▸ **PARTS OF THE EXERCISE**:
(1) List the username of every person who posts in the bass tournament thread, giving each name once.
(2) Answer these questions from the bass tournament thread:
(a) Who was the co-angler paired with on day one?
(b) What did that pro use to catch the 5-6lber?
(c) Who was the day two partner?
(3) Write out the part of the bass tournament thread that begins at the words "Day one went", and stop after "you lose some!".

# Bass northern open



## Buckeyeguyty93 (Jun 10, 2013)

Day one tomorrow first bass tourney as a co angler got paired with Brandon palaniuk about to be sick!!!


----------



## BuckeyeBassMan (Jun 8, 2004)

That's awesome man! Good luck tomorrow, several ohio guys to pull for


----------



## BuckeyeBassMan (Jun 8, 2004)

Congats on the limit today. Go get them tomorrow! We've got some ohio guys high in the standings on both sides


----------



## ducman491 (Oct 31, 2011)

Nice! I've heard he's a good guy!


----------



## Drop-tine76 (Apr 24, 2013)

Good luck! Congrats on a cool pairing.


----------



## Buzzking (Feb 15, 2013)

Always wanted to do this. Hey O.P. how did it go?


----------



## Buckeyeguyty93 (Jun 10, 2013)

Day one went well out fished bp till the end of the day when he caught a 5-6lber on a drop shot five minutes before we left and day two paired with Derek remitz another elite series pro and we both skunked so there you go lol you win some you lose some!


----------



## Buzzking (Feb 15, 2013)

Thanks. Yep you take the good with the bad. LOL


----------

▸ **INFORMATION PROVIDED**:

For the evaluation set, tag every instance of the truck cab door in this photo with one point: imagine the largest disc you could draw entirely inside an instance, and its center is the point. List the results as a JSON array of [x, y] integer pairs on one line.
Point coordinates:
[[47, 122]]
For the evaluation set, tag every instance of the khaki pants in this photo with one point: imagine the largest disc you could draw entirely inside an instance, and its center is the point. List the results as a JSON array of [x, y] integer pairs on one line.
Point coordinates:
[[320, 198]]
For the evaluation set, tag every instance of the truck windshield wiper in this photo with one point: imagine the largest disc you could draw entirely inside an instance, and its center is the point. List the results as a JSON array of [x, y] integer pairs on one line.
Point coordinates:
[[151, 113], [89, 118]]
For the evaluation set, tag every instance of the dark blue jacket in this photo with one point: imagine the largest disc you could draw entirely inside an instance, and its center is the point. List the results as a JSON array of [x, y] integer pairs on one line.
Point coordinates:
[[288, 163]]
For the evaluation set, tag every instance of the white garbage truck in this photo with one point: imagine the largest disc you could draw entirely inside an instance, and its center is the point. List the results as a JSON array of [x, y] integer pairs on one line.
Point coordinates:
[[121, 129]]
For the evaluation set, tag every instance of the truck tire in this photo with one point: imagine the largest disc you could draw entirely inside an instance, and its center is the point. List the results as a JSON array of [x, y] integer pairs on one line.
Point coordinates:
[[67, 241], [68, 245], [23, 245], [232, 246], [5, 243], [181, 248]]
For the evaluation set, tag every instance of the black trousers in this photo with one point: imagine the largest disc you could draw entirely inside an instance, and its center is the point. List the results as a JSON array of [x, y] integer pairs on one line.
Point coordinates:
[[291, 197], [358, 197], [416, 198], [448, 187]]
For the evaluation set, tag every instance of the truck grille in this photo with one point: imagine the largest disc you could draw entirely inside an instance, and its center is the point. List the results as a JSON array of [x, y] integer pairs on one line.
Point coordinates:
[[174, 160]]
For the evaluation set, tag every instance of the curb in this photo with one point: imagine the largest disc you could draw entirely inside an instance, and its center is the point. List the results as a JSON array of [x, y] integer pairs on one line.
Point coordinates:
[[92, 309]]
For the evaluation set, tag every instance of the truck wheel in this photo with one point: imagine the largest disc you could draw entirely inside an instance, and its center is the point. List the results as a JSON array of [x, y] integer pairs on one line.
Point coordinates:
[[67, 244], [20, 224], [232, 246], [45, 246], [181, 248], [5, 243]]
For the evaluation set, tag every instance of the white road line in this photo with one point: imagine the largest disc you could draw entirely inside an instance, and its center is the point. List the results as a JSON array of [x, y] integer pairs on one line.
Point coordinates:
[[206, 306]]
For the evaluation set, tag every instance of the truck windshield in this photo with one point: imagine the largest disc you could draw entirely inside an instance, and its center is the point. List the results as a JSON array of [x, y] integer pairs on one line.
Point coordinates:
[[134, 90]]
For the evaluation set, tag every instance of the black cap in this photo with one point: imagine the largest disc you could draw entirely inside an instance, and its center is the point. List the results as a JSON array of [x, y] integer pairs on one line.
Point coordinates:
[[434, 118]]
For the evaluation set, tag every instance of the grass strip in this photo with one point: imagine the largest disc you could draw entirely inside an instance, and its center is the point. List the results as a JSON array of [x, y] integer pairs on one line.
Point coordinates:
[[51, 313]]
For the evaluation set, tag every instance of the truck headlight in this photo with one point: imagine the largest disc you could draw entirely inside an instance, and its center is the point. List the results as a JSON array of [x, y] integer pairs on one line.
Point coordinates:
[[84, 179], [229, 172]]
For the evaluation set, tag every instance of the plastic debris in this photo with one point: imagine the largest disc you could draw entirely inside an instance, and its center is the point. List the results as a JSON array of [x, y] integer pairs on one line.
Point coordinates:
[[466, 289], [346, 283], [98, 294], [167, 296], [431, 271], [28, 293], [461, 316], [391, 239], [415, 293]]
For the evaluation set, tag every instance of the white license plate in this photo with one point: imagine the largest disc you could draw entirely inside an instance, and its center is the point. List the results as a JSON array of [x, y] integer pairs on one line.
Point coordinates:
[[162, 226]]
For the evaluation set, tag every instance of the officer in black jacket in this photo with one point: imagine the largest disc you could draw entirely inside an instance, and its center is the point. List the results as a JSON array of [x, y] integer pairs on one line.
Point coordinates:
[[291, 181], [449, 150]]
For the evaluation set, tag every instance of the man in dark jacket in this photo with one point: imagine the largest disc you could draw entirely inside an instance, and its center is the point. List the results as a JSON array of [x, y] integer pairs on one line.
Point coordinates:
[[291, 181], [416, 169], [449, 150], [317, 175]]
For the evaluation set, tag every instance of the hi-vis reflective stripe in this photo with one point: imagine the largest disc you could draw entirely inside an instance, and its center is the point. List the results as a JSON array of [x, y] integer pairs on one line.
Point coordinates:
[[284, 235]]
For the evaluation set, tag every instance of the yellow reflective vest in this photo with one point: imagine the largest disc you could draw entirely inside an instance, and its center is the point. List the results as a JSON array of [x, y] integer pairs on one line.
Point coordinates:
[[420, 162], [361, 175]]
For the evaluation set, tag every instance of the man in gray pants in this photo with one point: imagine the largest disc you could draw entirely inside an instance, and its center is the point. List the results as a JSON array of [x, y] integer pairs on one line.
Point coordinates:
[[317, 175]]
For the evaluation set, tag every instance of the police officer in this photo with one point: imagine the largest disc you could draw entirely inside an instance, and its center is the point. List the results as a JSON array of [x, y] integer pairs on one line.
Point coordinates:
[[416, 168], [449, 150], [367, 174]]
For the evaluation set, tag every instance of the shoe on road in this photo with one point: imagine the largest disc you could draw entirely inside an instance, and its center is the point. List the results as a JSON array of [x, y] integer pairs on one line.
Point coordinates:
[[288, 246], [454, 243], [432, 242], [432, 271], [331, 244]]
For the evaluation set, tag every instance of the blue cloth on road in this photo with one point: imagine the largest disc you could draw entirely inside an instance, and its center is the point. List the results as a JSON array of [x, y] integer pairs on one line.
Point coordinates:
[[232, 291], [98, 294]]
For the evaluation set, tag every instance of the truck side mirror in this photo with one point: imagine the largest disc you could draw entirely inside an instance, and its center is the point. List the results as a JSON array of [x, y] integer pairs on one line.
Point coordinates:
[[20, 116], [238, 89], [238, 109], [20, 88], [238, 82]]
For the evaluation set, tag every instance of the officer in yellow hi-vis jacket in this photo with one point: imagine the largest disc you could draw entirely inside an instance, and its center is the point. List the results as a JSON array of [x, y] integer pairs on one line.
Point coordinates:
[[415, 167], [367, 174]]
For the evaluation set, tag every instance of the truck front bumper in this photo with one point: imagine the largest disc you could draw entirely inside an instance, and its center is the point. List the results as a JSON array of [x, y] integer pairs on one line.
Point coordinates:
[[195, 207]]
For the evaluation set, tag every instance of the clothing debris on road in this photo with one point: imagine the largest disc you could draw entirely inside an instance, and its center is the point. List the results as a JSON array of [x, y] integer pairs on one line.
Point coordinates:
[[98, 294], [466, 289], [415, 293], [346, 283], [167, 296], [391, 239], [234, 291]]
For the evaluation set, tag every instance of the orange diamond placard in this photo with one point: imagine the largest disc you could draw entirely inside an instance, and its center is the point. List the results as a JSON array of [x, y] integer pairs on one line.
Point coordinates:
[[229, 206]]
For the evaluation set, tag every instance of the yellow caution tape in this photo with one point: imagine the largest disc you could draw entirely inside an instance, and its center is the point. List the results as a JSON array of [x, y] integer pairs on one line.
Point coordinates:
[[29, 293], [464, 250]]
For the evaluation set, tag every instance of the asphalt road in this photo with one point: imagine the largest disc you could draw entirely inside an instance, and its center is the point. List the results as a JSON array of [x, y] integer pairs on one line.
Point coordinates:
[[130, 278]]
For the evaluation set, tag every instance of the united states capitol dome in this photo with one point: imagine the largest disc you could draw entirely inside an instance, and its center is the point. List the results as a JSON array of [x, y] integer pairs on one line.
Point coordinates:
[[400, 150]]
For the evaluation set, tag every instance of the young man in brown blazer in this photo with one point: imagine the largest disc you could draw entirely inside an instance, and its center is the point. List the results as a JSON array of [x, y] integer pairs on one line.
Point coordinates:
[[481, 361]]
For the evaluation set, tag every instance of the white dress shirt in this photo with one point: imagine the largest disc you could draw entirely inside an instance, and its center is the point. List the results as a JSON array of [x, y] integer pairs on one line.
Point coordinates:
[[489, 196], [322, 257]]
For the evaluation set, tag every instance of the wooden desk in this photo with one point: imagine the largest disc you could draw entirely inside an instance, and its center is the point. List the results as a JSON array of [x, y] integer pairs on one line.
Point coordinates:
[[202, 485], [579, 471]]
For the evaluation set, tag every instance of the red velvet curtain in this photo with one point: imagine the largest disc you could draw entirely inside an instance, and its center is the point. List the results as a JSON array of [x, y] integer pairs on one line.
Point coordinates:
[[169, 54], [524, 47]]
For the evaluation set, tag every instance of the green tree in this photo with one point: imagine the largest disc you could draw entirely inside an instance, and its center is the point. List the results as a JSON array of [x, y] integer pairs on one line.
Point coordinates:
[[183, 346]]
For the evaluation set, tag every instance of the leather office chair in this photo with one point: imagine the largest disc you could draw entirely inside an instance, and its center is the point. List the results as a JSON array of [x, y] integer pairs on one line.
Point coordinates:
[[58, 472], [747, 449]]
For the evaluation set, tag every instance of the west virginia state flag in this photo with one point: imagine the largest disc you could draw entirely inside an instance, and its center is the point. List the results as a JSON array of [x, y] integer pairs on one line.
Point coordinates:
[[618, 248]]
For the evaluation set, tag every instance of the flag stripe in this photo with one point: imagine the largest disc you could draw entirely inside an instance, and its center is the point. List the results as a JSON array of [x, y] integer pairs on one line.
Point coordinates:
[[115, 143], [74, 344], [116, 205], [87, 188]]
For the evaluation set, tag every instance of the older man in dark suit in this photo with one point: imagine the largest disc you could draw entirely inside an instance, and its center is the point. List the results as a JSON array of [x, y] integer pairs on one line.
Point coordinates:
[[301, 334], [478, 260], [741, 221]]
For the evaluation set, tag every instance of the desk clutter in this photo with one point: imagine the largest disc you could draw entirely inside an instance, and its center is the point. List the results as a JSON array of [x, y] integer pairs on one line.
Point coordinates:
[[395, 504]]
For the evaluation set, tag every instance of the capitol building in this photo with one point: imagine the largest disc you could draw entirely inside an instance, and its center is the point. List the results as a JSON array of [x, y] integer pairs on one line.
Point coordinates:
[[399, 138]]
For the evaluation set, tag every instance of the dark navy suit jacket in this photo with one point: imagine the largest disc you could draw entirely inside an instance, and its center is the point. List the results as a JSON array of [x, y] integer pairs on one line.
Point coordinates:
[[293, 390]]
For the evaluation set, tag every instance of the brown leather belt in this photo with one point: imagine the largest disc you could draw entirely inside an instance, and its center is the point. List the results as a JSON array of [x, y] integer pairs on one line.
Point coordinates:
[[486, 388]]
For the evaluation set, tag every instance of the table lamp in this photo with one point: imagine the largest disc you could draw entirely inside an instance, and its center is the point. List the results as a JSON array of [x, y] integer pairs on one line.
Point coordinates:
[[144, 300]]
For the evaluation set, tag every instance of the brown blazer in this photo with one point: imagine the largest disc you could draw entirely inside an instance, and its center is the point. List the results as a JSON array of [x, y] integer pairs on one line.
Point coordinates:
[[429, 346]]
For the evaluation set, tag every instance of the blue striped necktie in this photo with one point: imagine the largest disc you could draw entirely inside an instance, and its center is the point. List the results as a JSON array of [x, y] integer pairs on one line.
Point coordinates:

▸ **RESULTS FOR EACH TASK**:
(1) Buckeyeguyty93, BuckeyeBassMan, ducman491, Drop-tine76, Buzzking

(2)
(a) Brandon palaniuk
(b) A drop shot
(c) Derek remitz

(3)
Day one went well out fished bp till the end of the day when he caught a 5-6lber on a drop shot five minutes before we left and day two paired with Derek remitz another elite series pro and we both skunked so there you go lol you win some you lose some!